## EXERCISE DETAILS
In the listing, change "pink rose" to "white rose" in the lines from the start through the line containing "POLYGON ((101 109, 99", and give only those lines back with nothing else altered. Omit the pictures from your answer.

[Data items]
■ ■ ■

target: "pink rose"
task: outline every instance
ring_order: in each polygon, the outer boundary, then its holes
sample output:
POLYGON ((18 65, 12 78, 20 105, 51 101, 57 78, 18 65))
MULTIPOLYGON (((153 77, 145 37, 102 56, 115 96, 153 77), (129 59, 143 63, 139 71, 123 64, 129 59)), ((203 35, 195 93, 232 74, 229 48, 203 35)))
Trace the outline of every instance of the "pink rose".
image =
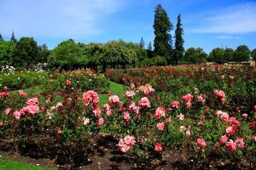
POLYGON ((101 109, 99 108, 99 107, 98 106, 96 106, 93 109, 93 112, 94 114, 96 117, 101 117, 101 109))
POLYGON ((219 142, 221 142, 221 144, 224 144, 227 141, 227 139, 228 138, 226 135, 223 135, 219 138, 219 142))
POLYGON ((126 111, 124 113, 124 120, 126 122, 128 122, 130 119, 130 114, 129 114, 129 112, 126 111))
POLYGON ((34 105, 39 103, 39 100, 38 98, 29 98, 26 102, 27 105, 34 105))
POLYGON ((235 143, 236 144, 236 146, 241 149, 244 148, 244 139, 239 138, 237 138, 235 140, 235 143))
POLYGON ((226 143, 226 146, 227 147, 229 151, 234 152, 237 150, 236 144, 231 139, 229 140, 229 142, 227 142, 226 143))
POLYGON ((167 118, 167 119, 166 119, 166 122, 167 122, 167 123, 168 124, 170 124, 170 123, 171 122, 171 118, 167 118))
POLYGON ((69 86, 69 85, 70 85, 70 83, 71 83, 71 82, 70 81, 70 80, 66 80, 66 85, 67 86, 69 86))
POLYGON ((157 129, 160 131, 163 131, 163 129, 165 129, 165 124, 164 122, 158 123, 157 125, 157 129))
POLYGON ((246 113, 244 113, 243 114, 242 114, 242 117, 246 118, 248 117, 248 114, 247 114, 246 113))
POLYGON ((134 89, 134 88, 135 88, 135 85, 134 85, 133 83, 131 83, 130 84, 130 88, 131 88, 132 90, 133 90, 133 89, 134 89))
POLYGON ((92 104, 99 103, 99 97, 96 92, 93 90, 89 90, 83 93, 83 100, 86 107, 92 104))
POLYGON ((162 106, 157 108, 155 110, 154 117, 158 119, 159 119, 161 117, 165 117, 165 109, 162 106))
POLYGON ((139 102, 139 106, 141 108, 150 108, 150 103, 147 97, 144 97, 139 102))
POLYGON ((18 111, 15 111, 13 114, 14 115, 15 119, 20 119, 21 117, 22 116, 22 114, 21 114, 18 111))
POLYGON ((129 135, 124 137, 124 142, 129 147, 132 147, 135 143, 134 137, 129 135))
POLYGON ((57 135, 61 135, 62 134, 62 130, 58 130, 57 131, 57 135))
POLYGON ((179 117, 179 119, 181 121, 183 121, 185 119, 185 116, 184 114, 183 114, 182 113, 180 114, 180 116, 177 116, 179 117))
POLYGON ((180 132, 181 132, 185 130, 186 129, 186 126, 185 126, 185 125, 181 125, 181 126, 180 127, 180 132))
POLYGON ((190 101, 188 101, 187 103, 186 103, 186 108, 188 109, 189 108, 190 108, 190 106, 191 106, 191 103, 190 103, 190 101))
POLYGON ((99 120, 97 122, 97 125, 98 126, 101 126, 104 123, 104 119, 103 118, 99 118, 99 120))
POLYGON ((111 104, 118 104, 120 102, 119 97, 117 96, 117 95, 113 95, 109 96, 109 103, 111 104))
POLYGON ((132 98, 135 96, 134 91, 126 91, 124 96, 127 98, 132 98))
POLYGON ((144 95, 147 95, 149 94, 155 93, 155 89, 151 87, 148 87, 144 90, 144 95))
POLYGON ((203 138, 198 138, 197 143, 201 148, 204 148, 206 147, 206 143, 203 138))
POLYGON ((27 93, 26 92, 23 91, 22 90, 19 90, 19 95, 20 96, 27 96, 27 93))
POLYGON ((171 107, 173 108, 178 108, 180 106, 180 102, 178 101, 173 101, 171 103, 171 107))
POLYGON ((83 117, 82 121, 84 125, 86 125, 89 123, 89 119, 88 118, 83 117))
POLYGON ((181 99, 186 102, 191 102, 193 99, 193 96, 190 94, 187 94, 182 96, 181 99))
POLYGON ((11 108, 7 108, 6 109, 4 113, 6 113, 6 115, 9 115, 12 111, 12 109, 11 108))
POLYGON ((160 152, 163 150, 163 146, 161 143, 157 143, 155 144, 155 150, 160 152))
POLYGON ((232 127, 229 127, 226 129, 226 133, 229 135, 232 135, 235 133, 235 131, 232 127))

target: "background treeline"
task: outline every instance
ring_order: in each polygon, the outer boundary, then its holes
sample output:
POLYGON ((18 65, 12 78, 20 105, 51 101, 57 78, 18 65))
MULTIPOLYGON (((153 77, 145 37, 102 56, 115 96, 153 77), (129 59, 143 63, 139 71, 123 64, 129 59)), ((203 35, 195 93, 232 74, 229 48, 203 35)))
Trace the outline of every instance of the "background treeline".
POLYGON ((223 64, 229 61, 247 61, 250 59, 256 60, 256 49, 250 51, 246 45, 239 46, 235 50, 216 48, 209 55, 200 48, 191 47, 185 50, 181 15, 178 15, 173 36, 170 32, 173 29, 173 24, 160 4, 155 9, 153 27, 153 44, 150 42, 147 48, 143 38, 139 43, 119 40, 88 45, 77 43, 70 39, 49 50, 46 45, 39 46, 32 37, 21 37, 17 41, 12 32, 11 40, 5 41, 0 34, 0 66, 29 67, 40 62, 48 63, 52 69, 83 67, 104 72, 107 69, 126 67, 206 62, 223 64))

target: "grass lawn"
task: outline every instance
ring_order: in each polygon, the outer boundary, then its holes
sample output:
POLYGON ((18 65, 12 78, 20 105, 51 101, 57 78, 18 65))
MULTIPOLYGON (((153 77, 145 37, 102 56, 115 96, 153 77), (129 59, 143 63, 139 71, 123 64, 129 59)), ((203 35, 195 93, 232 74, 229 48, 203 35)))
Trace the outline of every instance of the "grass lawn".
POLYGON ((9 170, 43 170, 53 169, 49 168, 43 168, 35 165, 31 165, 27 163, 19 163, 12 161, 2 160, 0 159, 0 169, 9 170))

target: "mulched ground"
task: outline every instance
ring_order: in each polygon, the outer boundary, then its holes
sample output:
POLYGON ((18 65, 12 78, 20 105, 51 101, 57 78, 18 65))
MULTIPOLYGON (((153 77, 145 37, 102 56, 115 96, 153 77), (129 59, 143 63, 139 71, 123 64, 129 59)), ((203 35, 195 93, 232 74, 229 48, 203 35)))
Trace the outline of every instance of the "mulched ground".
POLYGON ((255 164, 247 164, 246 162, 234 163, 215 158, 209 164, 204 160, 196 160, 193 153, 184 153, 173 148, 165 148, 162 158, 155 155, 149 159, 136 156, 124 155, 116 146, 118 143, 111 135, 104 134, 94 138, 91 152, 87 158, 82 158, 79 166, 73 164, 58 165, 55 159, 35 159, 29 156, 21 156, 14 151, 1 150, 1 159, 27 163, 41 167, 64 169, 255 169, 255 164))

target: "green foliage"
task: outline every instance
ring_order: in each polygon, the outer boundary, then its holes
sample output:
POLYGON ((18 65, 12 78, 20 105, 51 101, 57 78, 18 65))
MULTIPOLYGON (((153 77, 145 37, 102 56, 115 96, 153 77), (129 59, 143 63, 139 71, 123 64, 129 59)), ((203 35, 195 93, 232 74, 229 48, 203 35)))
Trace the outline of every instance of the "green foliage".
POLYGON ((155 8, 155 19, 153 25, 154 34, 154 51, 157 55, 165 57, 168 63, 171 62, 172 49, 171 35, 170 32, 173 29, 167 13, 160 4, 155 8))
POLYGON ((0 66, 12 63, 15 44, 8 41, 0 41, 0 66))
POLYGON ((256 61, 256 48, 252 50, 252 52, 250 53, 250 56, 253 60, 256 61))
POLYGON ((216 48, 212 50, 209 54, 209 61, 213 61, 218 64, 224 62, 224 50, 221 48, 216 48))
POLYGON ((36 62, 39 54, 39 48, 33 37, 22 37, 16 43, 13 53, 15 66, 22 66, 36 62))
POLYGON ((178 15, 177 25, 176 25, 175 30, 175 49, 173 54, 173 62, 176 65, 178 64, 178 61, 183 59, 184 53, 184 40, 182 38, 183 29, 181 28, 181 20, 180 14, 178 15))
POLYGON ((246 45, 240 45, 234 52, 234 61, 247 61, 250 58, 250 51, 246 45))
POLYGON ((88 57, 83 54, 83 48, 71 39, 60 43, 52 50, 48 59, 50 67, 59 67, 64 70, 85 66, 88 62, 88 57))
POLYGON ((184 54, 184 61, 192 64, 204 63, 206 61, 207 54, 201 48, 193 47, 187 49, 184 54))

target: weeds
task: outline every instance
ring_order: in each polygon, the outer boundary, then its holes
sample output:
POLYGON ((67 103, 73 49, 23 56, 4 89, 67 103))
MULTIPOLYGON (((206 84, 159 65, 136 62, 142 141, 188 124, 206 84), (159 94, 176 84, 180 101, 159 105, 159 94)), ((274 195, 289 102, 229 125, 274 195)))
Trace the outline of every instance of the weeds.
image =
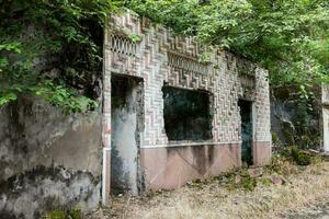
POLYGON ((44 219, 82 219, 82 212, 80 209, 53 210, 46 214, 44 219))

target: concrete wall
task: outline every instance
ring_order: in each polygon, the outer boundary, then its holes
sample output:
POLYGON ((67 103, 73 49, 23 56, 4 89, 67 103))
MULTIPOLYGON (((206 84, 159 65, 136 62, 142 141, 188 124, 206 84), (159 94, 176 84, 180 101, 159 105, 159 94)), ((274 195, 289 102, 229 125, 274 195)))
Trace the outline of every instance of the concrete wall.
POLYGON ((101 198, 101 113, 66 116, 31 97, 0 110, 0 218, 95 208, 101 198))
MULTIPOLYGON (((192 173, 194 164, 191 162, 197 160, 197 157, 191 151, 208 151, 208 146, 216 148, 216 153, 204 153, 203 163, 213 157, 216 165, 214 170, 209 163, 204 164, 206 173, 218 174, 239 166, 239 99, 252 101, 254 105, 253 151, 264 153, 254 155, 254 159, 260 159, 254 160, 254 163, 262 165, 270 161, 270 96, 268 72, 264 69, 226 51, 216 51, 209 57, 209 61, 200 62, 202 48, 192 37, 175 36, 163 26, 139 19, 133 13, 114 16, 111 22, 116 30, 107 31, 104 42, 103 143, 107 157, 107 153, 111 153, 111 76, 121 73, 138 77, 144 81, 145 127, 140 134, 140 169, 147 188, 174 187, 189 178, 206 175, 192 173), (132 42, 127 36, 129 34, 139 35, 141 41, 132 42), (212 93, 212 139, 202 142, 168 139, 163 120, 163 85, 212 93), (229 146, 234 150, 230 150, 229 146), (193 149, 189 149, 190 147, 193 149), (170 154, 177 155, 169 157, 166 152, 169 148, 175 151, 170 154), (180 155, 182 151, 185 155, 180 155), (152 155, 159 158, 157 165, 152 165, 156 162, 152 155), (169 181, 166 175, 175 177, 170 177, 169 181)), ((107 165, 111 165, 110 160, 104 161, 104 166, 107 165)), ((104 187, 104 201, 109 193, 110 188, 104 187)))

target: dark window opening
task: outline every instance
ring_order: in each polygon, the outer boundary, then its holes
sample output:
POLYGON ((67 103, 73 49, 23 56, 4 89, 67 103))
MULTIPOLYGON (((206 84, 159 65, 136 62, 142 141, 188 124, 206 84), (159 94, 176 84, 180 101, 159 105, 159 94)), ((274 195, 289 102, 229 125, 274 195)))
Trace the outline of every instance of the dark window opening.
POLYGON ((241 159, 243 163, 252 165, 252 102, 239 100, 241 116, 241 159))
POLYGON ((211 94, 163 87, 164 129, 169 140, 209 140, 212 136, 211 94))

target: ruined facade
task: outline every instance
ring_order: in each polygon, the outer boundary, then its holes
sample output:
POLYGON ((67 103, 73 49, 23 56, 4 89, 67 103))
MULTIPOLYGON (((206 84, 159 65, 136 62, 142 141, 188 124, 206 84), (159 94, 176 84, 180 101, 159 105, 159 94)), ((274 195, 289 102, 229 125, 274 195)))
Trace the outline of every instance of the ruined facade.
POLYGON ((270 161, 265 70, 227 51, 201 61, 191 37, 132 13, 109 24, 103 112, 68 116, 29 96, 0 108, 0 218, 93 209, 111 193, 270 161))
POLYGON ((241 151, 249 151, 252 165, 270 161, 265 70, 226 51, 200 61, 202 48, 191 37, 132 13, 110 24, 104 42, 104 203, 120 184, 118 191, 134 194, 175 188, 241 166, 241 151))

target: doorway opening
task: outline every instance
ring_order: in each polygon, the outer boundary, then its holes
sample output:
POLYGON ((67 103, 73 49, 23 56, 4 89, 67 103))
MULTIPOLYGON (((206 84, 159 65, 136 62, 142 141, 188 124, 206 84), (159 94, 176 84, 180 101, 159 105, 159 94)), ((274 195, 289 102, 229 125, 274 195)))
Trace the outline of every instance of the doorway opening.
POLYGON ((112 74, 111 84, 111 193, 138 195, 141 188, 143 80, 112 74))
POLYGON ((322 108, 324 119, 324 149, 326 152, 329 151, 329 108, 322 108))
POLYGON ((242 163, 252 165, 252 102, 239 100, 240 116, 241 116, 241 159, 242 163))

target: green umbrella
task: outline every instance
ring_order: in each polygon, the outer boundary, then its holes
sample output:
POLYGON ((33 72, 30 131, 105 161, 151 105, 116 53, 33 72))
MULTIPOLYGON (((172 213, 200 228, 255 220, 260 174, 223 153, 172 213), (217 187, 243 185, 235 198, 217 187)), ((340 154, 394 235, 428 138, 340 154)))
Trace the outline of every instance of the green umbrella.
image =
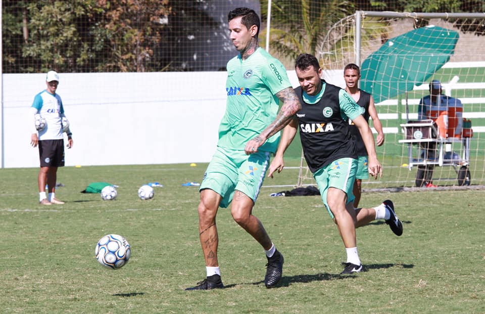
POLYGON ((431 25, 391 38, 362 63, 360 88, 376 103, 412 90, 450 60, 458 37, 431 25))

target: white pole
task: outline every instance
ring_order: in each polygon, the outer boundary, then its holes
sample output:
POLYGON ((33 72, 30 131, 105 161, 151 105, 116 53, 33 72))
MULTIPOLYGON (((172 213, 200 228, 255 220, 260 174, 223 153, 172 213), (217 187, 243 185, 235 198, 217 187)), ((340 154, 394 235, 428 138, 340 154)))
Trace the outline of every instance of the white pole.
MULTIPOLYGON (((360 67, 360 35, 362 12, 355 12, 355 64, 360 67)), ((360 81, 359 81, 359 83, 360 81)))
POLYGON ((268 20, 266 21, 266 51, 269 52, 269 28, 271 25, 271 0, 268 0, 268 20))
MULTIPOLYGON (((3 16, 2 14, 2 3, 0 3, 0 16, 3 16)), ((0 17, 0 21, 3 22, 3 19, 0 17)), ((2 23, 3 24, 3 23, 2 23)), ((0 37, 4 38, 2 34, 2 27, 0 25, 0 37)), ((1 60, 4 60, 3 52, 2 47, 0 47, 0 168, 5 167, 5 154, 4 150, 5 148, 4 136, 4 68, 2 67, 3 62, 1 60)))

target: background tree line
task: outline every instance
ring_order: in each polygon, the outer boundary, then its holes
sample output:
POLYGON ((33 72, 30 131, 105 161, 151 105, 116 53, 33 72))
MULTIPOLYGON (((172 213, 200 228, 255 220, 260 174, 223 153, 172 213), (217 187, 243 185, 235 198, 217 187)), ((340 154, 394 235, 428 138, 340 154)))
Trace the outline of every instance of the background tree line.
MULTIPOLYGON (((200 70, 203 68, 186 66, 193 60, 181 52, 200 35, 201 29, 215 31, 226 22, 208 14, 208 8, 222 1, 3 0, 3 72, 200 70)), ((260 4, 264 22, 267 1, 260 0, 260 4)), ((485 3, 273 0, 271 49, 290 58, 302 51, 314 52, 326 31, 356 10, 476 12, 485 12, 485 3)), ((459 28, 460 21, 457 25, 459 28)), ((480 27, 483 24, 477 23, 462 30, 480 27)), ((264 40, 260 41, 264 44, 264 40)))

■ ■ ■

## TASK RESULT
target: "white rose"
task: outline every instance
ring_order: in each polygon, the outer boundary, then its holes
sample output:
POLYGON ((18 65, 12 78, 20 105, 51 101, 57 78, 18 65))
MULTIPOLYGON (((153 77, 145 37, 102 56, 115 96, 153 77), (129 59, 143 63, 139 71, 123 64, 129 59)), ((203 35, 195 93, 232 74, 229 48, 203 35)))
Trace the outline of every instance of the "white rose".
image =
POLYGON ((101 109, 99 108, 99 107, 98 106, 96 106, 93 109, 93 112, 94 114, 96 117, 101 117, 101 109))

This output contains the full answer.